= Jim Scott (producer) =

American record producer

Jim Scott is an American record producer and audio engineer, best known for his large body of work as an engineer, and his work as a producer with American rock bands Tedeschi Trucks Band and Wilco.

Scott has worked as engineer with a range of other rock music artists, including Dixie Chicks, Tom Petty, Sting, the Rolling Stones, Crowded House, Red Hot Chili Peppers, Lowen & Navarro, Jack's Mannequin, Ron Sexsmith, The Mastersons and many others. Scott won a Grammy Award for engineering Tom Petty's Wildflowers, mixing the Foo Fighters' One By One, doing engineering work on Santana's Supernatural, and getting three Grammys for his work on the Dixie Chicks' Taking The Long Way. He also mixed Matchbox Twenty's More Than You Think You Are which reached a no. 6 on the US Billboard 200 and had two Top 10 singles on the US Hot 100.

In 2013, he participated in the documentary Sound City, by Dave Grohl (Foo Fighters), along with many others such as Paul McCartney, Butch Vig, Neil Young and Tom Petty. The film was about the Los Angeles studio and its Neve recording console, as well as its many visitors over the years.

== Early years ==
Scott grew up in St. Louis, Missouri. He was a drummer and singer in a few high school bands, notably The London Globe, Soul and The Reactions and Cole and The Embers. He bought his first set of drums in 1964 from Mel Bay. After high school, Scott went to California and studied at USC. It was there while performing the part of Cousin Kevin in the rock opera Tommy that he met musicians who became the folk-rock band Voices. Voices played gigs all over campus, coffee houses, and later at the Starwood on the Sunset Strip. Scott served as their self-taught producer, engineer, mixer, and roadie. Voices secured a record deal with MGM Records and were on their way to stardom when their crooked manager absconded with their advance money. After graduation, the band broke up and Scott became a geologist. After five years as a geologist, Scott returned to the music business.

== Record Plant years ==
At the urging of one of his friends who was a temporary accountant at The Record Plant recording studios, Scott was hired at minimum wage to be a gofer. Gofering led to janitoring which led to setup and maintenance and then remote recordings. While on the remote recording crew, Scott traveled the country recording such acts as Bruce Springsteen, Prince, The Blues Brothers, The Nitty Gritty Dirt Band, Heart, Neil Diamond, and The US Festival. He did over 400 shows in two years. In 1981, he met his wife, Carol, and decided to get off the road and work in the studio. While assisting at The Record Plant he was mentored by Andy Johns and Lee DeCarlo, and worked on albums by Dolly Parton, Dionne Warwick, Queen, and many others.

> **Listed records**:
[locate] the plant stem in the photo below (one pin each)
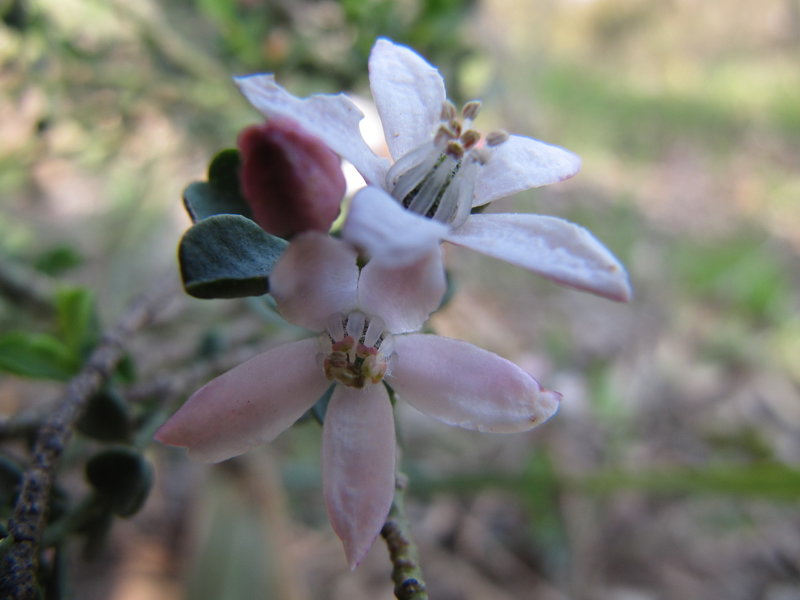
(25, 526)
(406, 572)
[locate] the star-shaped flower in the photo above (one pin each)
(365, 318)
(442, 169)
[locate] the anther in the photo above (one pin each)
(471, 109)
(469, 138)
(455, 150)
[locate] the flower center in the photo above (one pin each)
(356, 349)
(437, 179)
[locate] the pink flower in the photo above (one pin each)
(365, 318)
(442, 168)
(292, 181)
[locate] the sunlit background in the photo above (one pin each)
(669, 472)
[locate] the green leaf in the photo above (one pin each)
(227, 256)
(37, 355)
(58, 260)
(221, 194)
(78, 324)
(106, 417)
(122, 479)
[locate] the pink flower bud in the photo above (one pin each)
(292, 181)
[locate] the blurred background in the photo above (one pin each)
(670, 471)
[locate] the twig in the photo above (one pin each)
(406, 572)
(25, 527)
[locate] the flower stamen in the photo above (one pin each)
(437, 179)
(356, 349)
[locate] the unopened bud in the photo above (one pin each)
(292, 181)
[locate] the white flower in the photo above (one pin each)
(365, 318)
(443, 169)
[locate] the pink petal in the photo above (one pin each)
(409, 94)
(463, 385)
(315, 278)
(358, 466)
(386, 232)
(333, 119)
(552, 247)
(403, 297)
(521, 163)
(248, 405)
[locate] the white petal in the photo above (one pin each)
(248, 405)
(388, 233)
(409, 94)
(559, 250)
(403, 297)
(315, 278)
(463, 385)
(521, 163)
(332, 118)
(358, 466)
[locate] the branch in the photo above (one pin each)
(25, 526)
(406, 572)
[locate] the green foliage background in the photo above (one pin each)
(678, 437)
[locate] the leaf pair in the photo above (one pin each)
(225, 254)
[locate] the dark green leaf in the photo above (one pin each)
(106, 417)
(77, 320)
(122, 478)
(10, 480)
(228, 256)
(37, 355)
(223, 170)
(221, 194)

---

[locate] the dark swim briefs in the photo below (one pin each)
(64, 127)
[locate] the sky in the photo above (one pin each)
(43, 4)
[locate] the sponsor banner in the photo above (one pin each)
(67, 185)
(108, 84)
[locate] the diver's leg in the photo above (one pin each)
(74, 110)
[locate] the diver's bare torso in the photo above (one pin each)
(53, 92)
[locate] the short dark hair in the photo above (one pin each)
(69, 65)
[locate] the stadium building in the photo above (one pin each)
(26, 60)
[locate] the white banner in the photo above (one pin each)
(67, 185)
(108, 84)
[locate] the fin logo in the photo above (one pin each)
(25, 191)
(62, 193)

> **Exercise**:
In the Jim Scott article, from whom did Scott buy his first set of drums, and in what year?

> **Written reply**:
He bought them from Mel Bay in 1964.